■ LISTED RECORDS:
------

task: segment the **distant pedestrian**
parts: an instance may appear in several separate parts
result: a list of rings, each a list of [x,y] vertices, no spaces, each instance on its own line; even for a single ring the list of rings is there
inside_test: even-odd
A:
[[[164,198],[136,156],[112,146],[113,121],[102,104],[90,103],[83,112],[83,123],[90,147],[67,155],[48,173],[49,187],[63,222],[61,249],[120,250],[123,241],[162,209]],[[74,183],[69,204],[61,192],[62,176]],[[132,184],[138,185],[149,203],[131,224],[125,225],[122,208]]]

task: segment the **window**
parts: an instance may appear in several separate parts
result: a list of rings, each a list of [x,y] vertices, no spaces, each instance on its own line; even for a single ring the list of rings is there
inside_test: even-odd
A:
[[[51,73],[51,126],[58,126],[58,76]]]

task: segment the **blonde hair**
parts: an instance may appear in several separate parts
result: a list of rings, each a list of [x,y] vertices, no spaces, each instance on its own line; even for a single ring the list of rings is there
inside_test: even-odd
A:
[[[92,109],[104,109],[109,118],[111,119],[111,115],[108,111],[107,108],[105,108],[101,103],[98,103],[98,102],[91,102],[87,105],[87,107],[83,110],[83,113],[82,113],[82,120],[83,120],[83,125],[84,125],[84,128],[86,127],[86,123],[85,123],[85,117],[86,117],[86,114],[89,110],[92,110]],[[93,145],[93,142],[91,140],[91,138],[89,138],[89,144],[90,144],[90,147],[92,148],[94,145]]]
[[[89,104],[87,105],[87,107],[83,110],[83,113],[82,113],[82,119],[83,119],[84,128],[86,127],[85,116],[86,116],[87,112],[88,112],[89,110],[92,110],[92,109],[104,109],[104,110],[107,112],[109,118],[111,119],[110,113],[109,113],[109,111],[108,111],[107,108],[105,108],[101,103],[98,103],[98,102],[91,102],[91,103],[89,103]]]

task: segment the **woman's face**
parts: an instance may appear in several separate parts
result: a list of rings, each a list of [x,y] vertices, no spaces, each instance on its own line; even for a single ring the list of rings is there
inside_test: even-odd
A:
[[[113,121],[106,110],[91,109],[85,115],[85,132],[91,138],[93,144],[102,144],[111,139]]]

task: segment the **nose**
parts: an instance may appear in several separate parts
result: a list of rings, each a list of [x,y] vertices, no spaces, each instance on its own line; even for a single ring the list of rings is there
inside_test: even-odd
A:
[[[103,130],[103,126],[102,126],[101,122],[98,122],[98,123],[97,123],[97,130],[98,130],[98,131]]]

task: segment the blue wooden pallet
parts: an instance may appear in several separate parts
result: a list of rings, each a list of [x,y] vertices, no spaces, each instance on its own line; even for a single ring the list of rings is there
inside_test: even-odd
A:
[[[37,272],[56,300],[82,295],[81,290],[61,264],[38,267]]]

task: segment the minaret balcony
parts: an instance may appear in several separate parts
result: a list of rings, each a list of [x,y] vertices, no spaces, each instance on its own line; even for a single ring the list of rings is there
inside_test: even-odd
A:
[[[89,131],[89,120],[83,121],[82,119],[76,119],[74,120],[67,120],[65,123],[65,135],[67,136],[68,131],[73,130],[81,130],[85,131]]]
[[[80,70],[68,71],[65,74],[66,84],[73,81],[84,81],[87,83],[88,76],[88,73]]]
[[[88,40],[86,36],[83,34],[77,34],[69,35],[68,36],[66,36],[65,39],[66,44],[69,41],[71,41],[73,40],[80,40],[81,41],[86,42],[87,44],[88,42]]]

------

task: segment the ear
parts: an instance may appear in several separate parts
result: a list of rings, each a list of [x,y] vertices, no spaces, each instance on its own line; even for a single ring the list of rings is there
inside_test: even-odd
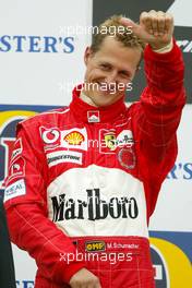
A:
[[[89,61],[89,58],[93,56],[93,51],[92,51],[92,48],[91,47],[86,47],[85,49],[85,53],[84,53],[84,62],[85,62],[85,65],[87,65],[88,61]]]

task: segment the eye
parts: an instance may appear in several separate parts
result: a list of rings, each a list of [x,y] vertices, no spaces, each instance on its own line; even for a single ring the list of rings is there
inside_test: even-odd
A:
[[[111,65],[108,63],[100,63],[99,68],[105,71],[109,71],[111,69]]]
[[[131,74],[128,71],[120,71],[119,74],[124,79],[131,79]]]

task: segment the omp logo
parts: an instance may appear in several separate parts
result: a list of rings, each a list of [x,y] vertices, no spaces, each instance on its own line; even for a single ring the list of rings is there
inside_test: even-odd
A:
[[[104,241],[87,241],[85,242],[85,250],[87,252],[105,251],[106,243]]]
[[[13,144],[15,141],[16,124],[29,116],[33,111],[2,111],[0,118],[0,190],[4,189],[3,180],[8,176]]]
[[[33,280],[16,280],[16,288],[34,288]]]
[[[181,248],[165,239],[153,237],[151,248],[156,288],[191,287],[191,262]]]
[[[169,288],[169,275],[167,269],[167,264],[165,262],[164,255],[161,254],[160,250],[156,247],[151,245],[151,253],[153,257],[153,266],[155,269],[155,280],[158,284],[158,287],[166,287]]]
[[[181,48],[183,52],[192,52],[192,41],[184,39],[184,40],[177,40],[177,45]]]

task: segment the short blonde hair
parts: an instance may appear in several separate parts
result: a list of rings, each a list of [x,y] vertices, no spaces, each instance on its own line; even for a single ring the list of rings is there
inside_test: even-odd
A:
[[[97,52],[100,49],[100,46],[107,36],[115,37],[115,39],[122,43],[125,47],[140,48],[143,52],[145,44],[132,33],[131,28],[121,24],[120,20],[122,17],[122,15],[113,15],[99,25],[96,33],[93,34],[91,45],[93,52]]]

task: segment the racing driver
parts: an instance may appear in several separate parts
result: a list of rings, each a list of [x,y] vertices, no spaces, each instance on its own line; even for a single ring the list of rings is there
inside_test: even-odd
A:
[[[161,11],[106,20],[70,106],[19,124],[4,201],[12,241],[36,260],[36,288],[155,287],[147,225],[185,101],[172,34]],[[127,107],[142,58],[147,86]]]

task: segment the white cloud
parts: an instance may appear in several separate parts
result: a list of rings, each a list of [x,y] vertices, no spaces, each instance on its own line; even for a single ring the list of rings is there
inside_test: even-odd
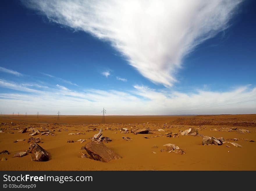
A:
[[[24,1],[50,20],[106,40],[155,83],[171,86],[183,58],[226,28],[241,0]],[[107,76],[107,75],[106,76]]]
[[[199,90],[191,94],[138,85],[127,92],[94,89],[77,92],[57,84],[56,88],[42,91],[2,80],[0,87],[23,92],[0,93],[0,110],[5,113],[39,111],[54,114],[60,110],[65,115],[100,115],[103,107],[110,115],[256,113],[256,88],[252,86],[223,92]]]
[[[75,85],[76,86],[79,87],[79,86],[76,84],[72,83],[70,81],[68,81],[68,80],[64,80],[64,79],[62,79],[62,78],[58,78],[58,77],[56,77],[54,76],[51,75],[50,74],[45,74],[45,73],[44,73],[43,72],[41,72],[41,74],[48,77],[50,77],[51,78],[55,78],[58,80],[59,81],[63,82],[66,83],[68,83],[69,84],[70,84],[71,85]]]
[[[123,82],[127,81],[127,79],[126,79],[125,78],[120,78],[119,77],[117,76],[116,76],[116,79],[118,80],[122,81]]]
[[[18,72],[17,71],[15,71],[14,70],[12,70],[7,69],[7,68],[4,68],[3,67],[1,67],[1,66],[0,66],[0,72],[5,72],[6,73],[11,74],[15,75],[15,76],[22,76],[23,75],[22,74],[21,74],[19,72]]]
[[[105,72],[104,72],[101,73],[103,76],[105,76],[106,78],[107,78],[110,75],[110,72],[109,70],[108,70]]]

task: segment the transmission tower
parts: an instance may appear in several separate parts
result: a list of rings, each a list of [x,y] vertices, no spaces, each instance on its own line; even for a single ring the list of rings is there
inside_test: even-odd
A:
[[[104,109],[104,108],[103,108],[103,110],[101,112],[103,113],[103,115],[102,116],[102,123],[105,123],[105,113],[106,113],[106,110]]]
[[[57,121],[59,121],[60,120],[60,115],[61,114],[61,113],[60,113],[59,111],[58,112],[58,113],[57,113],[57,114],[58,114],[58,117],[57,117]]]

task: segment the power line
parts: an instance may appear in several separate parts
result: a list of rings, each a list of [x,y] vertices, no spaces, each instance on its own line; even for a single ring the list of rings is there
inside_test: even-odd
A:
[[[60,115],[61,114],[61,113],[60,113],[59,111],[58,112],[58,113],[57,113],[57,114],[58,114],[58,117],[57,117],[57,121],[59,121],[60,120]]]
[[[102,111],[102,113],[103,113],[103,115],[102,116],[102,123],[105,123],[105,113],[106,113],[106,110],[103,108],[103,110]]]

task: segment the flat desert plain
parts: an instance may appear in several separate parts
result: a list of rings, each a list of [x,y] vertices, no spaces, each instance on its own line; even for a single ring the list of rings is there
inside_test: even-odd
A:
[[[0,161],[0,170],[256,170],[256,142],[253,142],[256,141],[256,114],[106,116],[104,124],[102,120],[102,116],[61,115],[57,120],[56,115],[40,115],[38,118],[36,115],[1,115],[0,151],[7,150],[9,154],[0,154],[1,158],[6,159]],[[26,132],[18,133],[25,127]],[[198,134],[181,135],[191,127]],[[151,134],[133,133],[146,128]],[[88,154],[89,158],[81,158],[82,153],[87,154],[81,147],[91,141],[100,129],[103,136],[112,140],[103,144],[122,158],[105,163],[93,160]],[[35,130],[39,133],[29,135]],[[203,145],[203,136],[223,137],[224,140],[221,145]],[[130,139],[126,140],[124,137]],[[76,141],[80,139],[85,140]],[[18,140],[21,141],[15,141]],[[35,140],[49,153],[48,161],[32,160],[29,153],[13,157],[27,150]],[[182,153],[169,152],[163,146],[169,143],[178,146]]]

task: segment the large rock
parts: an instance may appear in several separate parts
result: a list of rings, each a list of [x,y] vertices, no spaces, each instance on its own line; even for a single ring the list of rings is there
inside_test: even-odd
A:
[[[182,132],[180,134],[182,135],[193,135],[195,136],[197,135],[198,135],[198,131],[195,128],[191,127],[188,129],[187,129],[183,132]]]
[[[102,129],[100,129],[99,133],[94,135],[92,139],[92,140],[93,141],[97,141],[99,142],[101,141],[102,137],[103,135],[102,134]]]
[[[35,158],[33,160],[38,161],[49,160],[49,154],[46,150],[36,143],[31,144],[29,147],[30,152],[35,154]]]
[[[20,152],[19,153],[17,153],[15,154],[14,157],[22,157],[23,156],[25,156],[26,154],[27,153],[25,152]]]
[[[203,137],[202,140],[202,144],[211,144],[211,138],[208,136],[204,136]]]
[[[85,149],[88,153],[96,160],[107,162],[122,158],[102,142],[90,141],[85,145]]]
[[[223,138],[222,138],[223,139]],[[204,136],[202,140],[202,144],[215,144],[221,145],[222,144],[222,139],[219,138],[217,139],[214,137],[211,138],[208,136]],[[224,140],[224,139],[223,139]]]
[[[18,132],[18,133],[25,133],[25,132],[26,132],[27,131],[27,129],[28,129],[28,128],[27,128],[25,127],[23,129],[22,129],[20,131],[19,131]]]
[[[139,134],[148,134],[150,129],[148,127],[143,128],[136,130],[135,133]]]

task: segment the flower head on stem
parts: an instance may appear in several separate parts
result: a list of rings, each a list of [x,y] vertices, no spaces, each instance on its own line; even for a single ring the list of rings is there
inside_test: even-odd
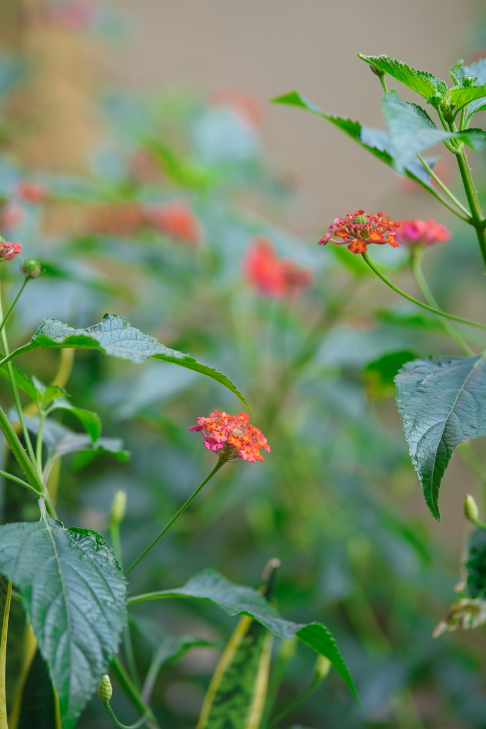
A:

------

Can you convert the lines from the one containing "task: segment the ear" through the one containing "[[[131,74],[128,71],[120,71],[119,74],[124,79],[131,79]]]", inclusive, into a JSON list of strings, one string per line, with blank lines dropped and the pictures left out?

■ RESPONSE FOR THIS EXERCISE:
[
  "task: segment the ear",
  "parts: an instance may appear in several separate parts",
  "result: a list of rings, each a list of [x,y] vertices, no spaces, each instance on its own line; even for a single ring the list of rings is there",
  "inside_test: even-odd",
  "A:",
  "[[[89,61],[89,58],[93,56],[93,51],[92,51],[92,48],[91,47],[86,47],[85,49],[85,53],[84,53],[84,62],[85,62],[85,65],[87,65],[88,61]]]",
  "task: segment the eye",
  "parts: an instance may appear in several separate parts",
  "result: a list of rings, each a list of [x,y] vertices, no spaces, each instance on its own line; even for a single ring the list of rings is there",
  "inside_test: even-odd",
  "A:",
  "[[[111,65],[108,63],[100,63],[99,68],[105,71],[109,71],[111,69]]]",
  "[[[131,74],[128,71],[120,71],[119,74],[124,79],[131,79]]]"
]